*Your task:* Repeat the whole listing exactly as written.

++++ Input for this task

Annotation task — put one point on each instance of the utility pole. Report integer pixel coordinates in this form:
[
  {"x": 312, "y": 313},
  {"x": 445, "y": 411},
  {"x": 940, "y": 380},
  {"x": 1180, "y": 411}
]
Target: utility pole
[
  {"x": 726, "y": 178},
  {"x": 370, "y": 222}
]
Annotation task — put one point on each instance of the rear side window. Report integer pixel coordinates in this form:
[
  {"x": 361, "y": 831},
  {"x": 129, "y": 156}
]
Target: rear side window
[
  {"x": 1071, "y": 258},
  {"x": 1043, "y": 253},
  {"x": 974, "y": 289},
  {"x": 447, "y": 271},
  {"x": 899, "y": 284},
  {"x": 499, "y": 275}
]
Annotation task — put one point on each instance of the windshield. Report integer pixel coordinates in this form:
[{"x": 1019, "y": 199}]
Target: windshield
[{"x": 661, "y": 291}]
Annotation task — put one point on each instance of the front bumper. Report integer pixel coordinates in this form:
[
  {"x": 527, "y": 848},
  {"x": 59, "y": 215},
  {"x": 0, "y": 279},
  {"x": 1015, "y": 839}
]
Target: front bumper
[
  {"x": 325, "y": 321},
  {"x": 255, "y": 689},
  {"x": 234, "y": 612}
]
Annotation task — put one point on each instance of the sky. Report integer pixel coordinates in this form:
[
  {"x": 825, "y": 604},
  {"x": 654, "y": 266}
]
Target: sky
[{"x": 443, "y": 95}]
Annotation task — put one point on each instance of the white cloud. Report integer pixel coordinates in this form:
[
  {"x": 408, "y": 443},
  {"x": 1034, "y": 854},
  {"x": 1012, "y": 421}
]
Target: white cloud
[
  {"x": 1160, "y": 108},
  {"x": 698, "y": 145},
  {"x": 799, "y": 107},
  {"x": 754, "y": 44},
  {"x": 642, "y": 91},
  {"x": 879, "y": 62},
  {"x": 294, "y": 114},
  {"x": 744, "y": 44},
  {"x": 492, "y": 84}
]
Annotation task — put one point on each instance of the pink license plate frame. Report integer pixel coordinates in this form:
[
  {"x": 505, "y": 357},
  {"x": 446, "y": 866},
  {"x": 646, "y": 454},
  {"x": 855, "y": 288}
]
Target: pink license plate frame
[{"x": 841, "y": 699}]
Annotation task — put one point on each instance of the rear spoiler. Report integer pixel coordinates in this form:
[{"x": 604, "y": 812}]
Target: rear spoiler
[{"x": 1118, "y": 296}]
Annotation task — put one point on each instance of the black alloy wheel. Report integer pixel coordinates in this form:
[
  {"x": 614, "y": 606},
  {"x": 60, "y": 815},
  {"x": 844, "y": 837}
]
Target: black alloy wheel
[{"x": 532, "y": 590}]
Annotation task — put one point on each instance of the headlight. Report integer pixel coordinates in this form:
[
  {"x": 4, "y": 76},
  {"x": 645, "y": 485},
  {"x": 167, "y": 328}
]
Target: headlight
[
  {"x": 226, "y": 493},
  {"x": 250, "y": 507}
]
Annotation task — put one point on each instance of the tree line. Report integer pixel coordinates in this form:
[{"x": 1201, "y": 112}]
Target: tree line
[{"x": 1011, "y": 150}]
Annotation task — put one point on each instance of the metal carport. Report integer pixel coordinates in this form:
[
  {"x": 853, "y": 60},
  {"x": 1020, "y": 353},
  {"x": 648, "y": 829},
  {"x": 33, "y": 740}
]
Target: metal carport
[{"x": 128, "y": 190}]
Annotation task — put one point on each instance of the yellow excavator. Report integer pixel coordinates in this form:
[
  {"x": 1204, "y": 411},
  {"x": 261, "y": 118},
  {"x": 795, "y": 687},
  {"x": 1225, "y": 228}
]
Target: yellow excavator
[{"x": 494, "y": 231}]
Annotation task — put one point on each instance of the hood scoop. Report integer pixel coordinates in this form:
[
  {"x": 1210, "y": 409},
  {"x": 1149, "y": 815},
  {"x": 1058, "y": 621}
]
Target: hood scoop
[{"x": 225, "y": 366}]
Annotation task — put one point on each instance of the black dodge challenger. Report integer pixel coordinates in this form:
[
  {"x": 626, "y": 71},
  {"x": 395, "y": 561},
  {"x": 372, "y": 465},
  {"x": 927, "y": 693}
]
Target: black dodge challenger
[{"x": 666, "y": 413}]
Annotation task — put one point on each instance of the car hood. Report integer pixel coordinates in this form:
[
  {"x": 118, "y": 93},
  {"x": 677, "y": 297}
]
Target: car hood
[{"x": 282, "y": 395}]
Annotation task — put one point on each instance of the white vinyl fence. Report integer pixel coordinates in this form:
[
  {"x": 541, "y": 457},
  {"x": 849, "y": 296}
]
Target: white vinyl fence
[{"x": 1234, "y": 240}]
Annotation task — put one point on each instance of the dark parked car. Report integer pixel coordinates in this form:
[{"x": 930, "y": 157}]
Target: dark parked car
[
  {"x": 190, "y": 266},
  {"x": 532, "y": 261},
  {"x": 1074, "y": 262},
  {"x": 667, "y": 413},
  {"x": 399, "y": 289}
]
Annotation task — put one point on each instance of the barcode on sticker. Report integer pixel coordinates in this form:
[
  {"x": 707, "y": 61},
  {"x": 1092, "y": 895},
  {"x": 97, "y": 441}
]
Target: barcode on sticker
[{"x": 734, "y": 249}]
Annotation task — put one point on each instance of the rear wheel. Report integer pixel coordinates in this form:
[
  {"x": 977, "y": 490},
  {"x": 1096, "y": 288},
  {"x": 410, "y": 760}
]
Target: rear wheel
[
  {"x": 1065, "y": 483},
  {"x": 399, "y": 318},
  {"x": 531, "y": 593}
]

++++++++

*Output of the task:*
Annotation task — put one point on each instance of the utility pole. Report integer pixel coordinates in this form:
[
  {"x": 312, "y": 313},
  {"x": 445, "y": 411},
  {"x": 940, "y": 380},
  {"x": 1180, "y": 411}
]
Target: utility pole
[
  {"x": 726, "y": 178},
  {"x": 370, "y": 222}
]
Annotation task — put one point on each instance of the rear side window. Report integer pixel coordinates in this form:
[
  {"x": 361, "y": 831},
  {"x": 129, "y": 156}
]
Target: rear side window
[
  {"x": 1071, "y": 258},
  {"x": 1043, "y": 253},
  {"x": 974, "y": 289},
  {"x": 447, "y": 271},
  {"x": 899, "y": 284},
  {"x": 499, "y": 275}
]
Annotation task — put one point on each instance of the windshield. Report integer pixel coordinates in this form:
[{"x": 1019, "y": 199}]
Target: windshield
[{"x": 661, "y": 291}]
Annotation task — put one point on each instance of the front bumper. Report integer pixel coordinates in this form:
[
  {"x": 527, "y": 848},
  {"x": 59, "y": 215},
  {"x": 0, "y": 279},
  {"x": 1015, "y": 839}
]
Target: front bumper
[
  {"x": 325, "y": 321},
  {"x": 255, "y": 689},
  {"x": 234, "y": 612}
]
Annotation task — put one point on each instance of the sky. Report integer pixel coordinates in this form:
[
  {"x": 825, "y": 604},
  {"x": 654, "y": 266}
]
Target: sky
[{"x": 443, "y": 95}]
Annotation task — put one point on each instance of the white cloud. Report integer pixel coordinates in this form:
[
  {"x": 408, "y": 443},
  {"x": 1034, "y": 854},
  {"x": 1012, "y": 421}
]
Target: white cloud
[
  {"x": 1160, "y": 108},
  {"x": 698, "y": 145},
  {"x": 799, "y": 107},
  {"x": 754, "y": 44},
  {"x": 642, "y": 91},
  {"x": 879, "y": 62},
  {"x": 294, "y": 114},
  {"x": 744, "y": 44},
  {"x": 492, "y": 84}
]
Annotation task — put one point on each instance of the pink license plate frame. Report integer pixel coordinates in this form:
[
  {"x": 505, "y": 357},
  {"x": 446, "y": 866},
  {"x": 646, "y": 454},
  {"x": 855, "y": 288}
]
Target: pink license plate frame
[{"x": 841, "y": 699}]
Annotation task — put one point on each instance of the rear spoiler. Report integer pixel coordinates in this form:
[{"x": 604, "y": 812}]
Target: rear spoiler
[{"x": 1118, "y": 296}]
Annotation task — put one point on each instance of the black alloy wheel. Report integer pixel coordinates in this form:
[
  {"x": 614, "y": 606},
  {"x": 60, "y": 815},
  {"x": 844, "y": 837}
]
Target: black alloy wheel
[{"x": 532, "y": 590}]
Annotation task — put one point on each instance of the headlight. Report integer pixel coordinates in this form:
[
  {"x": 4, "y": 76},
  {"x": 645, "y": 485},
  {"x": 167, "y": 328}
]
Target: headlight
[
  {"x": 226, "y": 493},
  {"x": 250, "y": 507}
]
Annotation task — put one point on each instance of the tree line. Report integer pixel coordinates in this form:
[{"x": 1201, "y": 112}]
Target: tree line
[{"x": 1011, "y": 150}]
Annotation task — put one point on each instance of the metal carport. Report integer pixel coordinates in this form:
[
  {"x": 853, "y": 60},
  {"x": 1020, "y": 353},
  {"x": 648, "y": 829},
  {"x": 33, "y": 740}
]
Target: metal carport
[{"x": 128, "y": 190}]
Annotation task — put one point on each instance of the yellow excavator. Report integer pixel coordinates in this form:
[
  {"x": 1204, "y": 411},
  {"x": 261, "y": 118},
  {"x": 795, "y": 687},
  {"x": 1225, "y": 228}
]
Target: yellow excavator
[{"x": 494, "y": 231}]
Annotation task — put one point on each instance of the hood scoop. Report integer pixel coordinates in this form:
[
  {"x": 1210, "y": 409},
  {"x": 1149, "y": 815},
  {"x": 1058, "y": 621}
]
Target: hood scoop
[{"x": 225, "y": 366}]
Annotation task — put one point on each instance of the black dodge challenger. Report integer pixel coordinates in this form:
[
  {"x": 626, "y": 71},
  {"x": 395, "y": 561},
  {"x": 372, "y": 465},
  {"x": 927, "y": 693}
]
Target: black dodge challenger
[{"x": 666, "y": 413}]
Annotation task — put one point on each instance of the car hood. Report integer pixel coordinates in this form:
[
  {"x": 118, "y": 93},
  {"x": 677, "y": 297}
]
Target: car hood
[{"x": 282, "y": 395}]
Annotation task — put one point on each instance of the white vinyl fence. Report integer pixel coordinates in this form:
[
  {"x": 541, "y": 457},
  {"x": 849, "y": 296}
]
Target: white vinyl fence
[{"x": 1234, "y": 240}]
Annotation task — put one point on each instance of the dark parked car. Report integer pixel coordinates in this form:
[{"x": 930, "y": 157}]
Target: dark parked car
[
  {"x": 190, "y": 266},
  {"x": 532, "y": 261},
  {"x": 1074, "y": 262},
  {"x": 667, "y": 413},
  {"x": 399, "y": 289}
]
Annotation task — put one point on each instance of the barcode on sticker. Report integer pixel coordinates in this form:
[
  {"x": 707, "y": 61},
  {"x": 1092, "y": 895},
  {"x": 97, "y": 441}
]
Target: barcode on sticker
[{"x": 734, "y": 249}]
Annotation task — put one point on each instance of the rear wheel. Report integer pixel coordinates in this form:
[
  {"x": 977, "y": 490},
  {"x": 1096, "y": 288},
  {"x": 410, "y": 760}
]
Target: rear wheel
[
  {"x": 1065, "y": 483},
  {"x": 399, "y": 318},
  {"x": 531, "y": 593}
]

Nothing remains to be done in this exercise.